Allah’ı zikretmekten yüz çevirmek, bu noktada gaflet etmek, gerçekten büyük bir suçtur. Allah(c.c.) da bu suçu işleyenleri cezasız bırakmıyor. Şimdi meâlini vereceğimiz ayetteki Allah’ı zikretmekten kasıt, tamamen Allah’ın ayetleri doğrultusunda hayatı yönlendirmektir. Burada bunu yapmayanın cezalandırılmasından söz ediliyor. “Ama kim beni zikretmekten kaçınır ve zikre muarızlık ederse, onun için dar bir geçim vardır. Kıyamet günü onu kör olarak ortaya çıkarırız. “Rabbim der: niçin beni kör olarak ortaya çıkardın, oysa ben görür idim?” Buyurur: “İşte böyle, sana bizim ayetlerimiz geldi, sen onları unuttun. Bu gün de sen öyle unutulursun.” (Taha, 20: 124-126).
Zikir kavramı Kur’an’da sürekli eylem, iş, oluş bildirme anlamında değil; kimi kez de isim ya da sıfat olarak kullanılır. Bu durumlarda genellikle zikir kavramı ile Kur’an’ı Kerim’e işaret edilir. Bu anlamda Kur’an’ı Kerim’de şu ayetleri örnek olarak görebiliriz. “Dediler ki: “Ey kendisine Zikir(Kur’an) indirilmiş olan, sen mutlaka cinlenmişsin.” (Hicr, 15: 6). “Zikr’i (Kur’an’ı) okuyanlara!” (Saffat, 37: 3). “Açık delillerle ve kitaplarla sana da bu Zikir’i(Kur’an’ı) indirdik ki, kendilerine indirileni insanlara açıklayasın, ta ki düşünüp, öğüt alsınlar.” (Nahl, 16: 44). “Böylece sana geçmişlerin haberlerinden bir miktar anlatıyoruz. Gerçekten sana katımızdan bir Zikir verdik.” (Taha, 20: 99).

Veri seti içeriği:
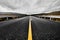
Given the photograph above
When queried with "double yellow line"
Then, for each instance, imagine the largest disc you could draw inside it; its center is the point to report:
(30, 30)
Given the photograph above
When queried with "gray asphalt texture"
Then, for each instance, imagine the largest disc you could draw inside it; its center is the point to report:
(17, 29)
(14, 29)
(45, 29)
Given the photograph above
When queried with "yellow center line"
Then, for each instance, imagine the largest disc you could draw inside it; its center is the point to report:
(30, 31)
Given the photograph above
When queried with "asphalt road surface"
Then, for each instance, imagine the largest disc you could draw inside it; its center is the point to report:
(17, 29)
(14, 29)
(45, 29)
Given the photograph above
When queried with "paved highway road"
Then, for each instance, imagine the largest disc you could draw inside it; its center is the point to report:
(17, 29)
(45, 29)
(14, 29)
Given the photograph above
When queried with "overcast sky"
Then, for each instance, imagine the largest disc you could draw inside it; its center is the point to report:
(29, 6)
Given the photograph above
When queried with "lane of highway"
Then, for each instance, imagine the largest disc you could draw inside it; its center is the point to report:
(29, 28)
(14, 29)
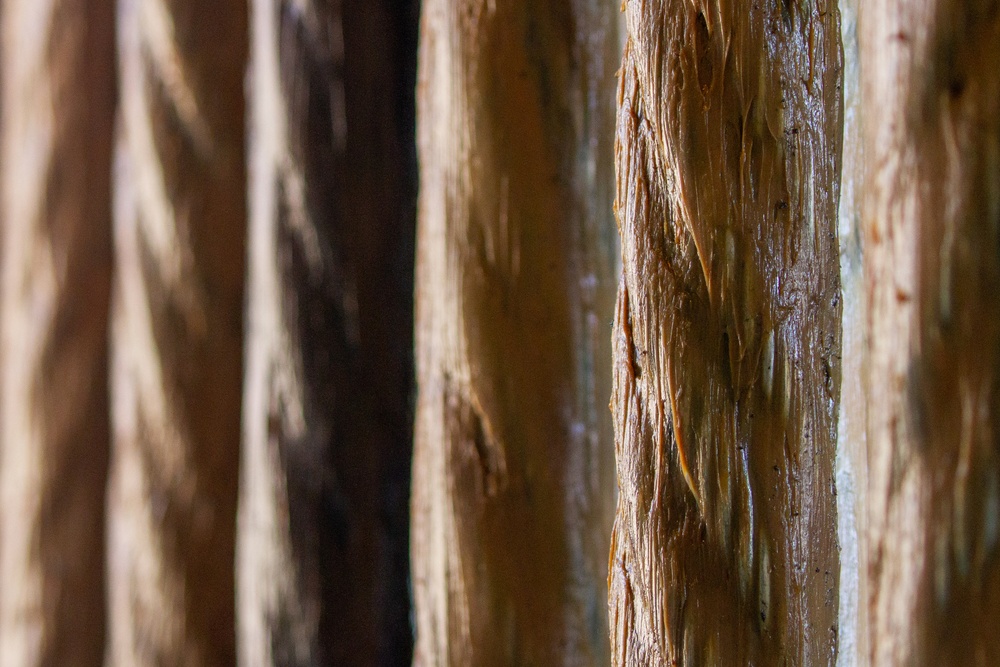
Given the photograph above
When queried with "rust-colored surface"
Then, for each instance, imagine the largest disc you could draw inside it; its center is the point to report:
(727, 337)
(931, 100)
(58, 108)
(513, 472)
(177, 320)
(323, 526)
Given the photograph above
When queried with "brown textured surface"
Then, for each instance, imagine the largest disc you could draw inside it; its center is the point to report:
(177, 318)
(931, 100)
(57, 108)
(513, 476)
(727, 337)
(323, 525)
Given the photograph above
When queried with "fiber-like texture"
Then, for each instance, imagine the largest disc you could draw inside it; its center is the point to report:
(177, 320)
(323, 519)
(55, 203)
(727, 337)
(513, 471)
(931, 101)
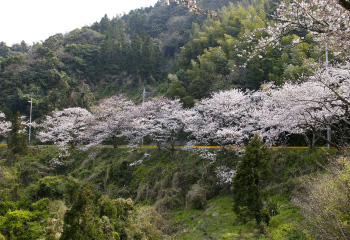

Görev ayrıntıları:
Zikirle ilgili metne göre şu soruları yanıtlayın:
(a) Meâli verilen ayetteki "Allah'ı zikretmekten" kastedilen şey nedir?
(b) Taha 20:124-126 meâline göre zikirden kaçınan kişi kıyamet günü nasıl ortaya çıkarılır?
(c) Zikir kavramı isim ya da sıfat olarak kullanıldığında genellikle neye işaret eder?

Yanıt:
(a) Hayatı tamamen Allah'ın ayetleri doğrultusunda yönlendirmektir.
(b) Kör olarak ortaya çıkarılır.
(c) Kur'an-ı Kerim'e işaret eder.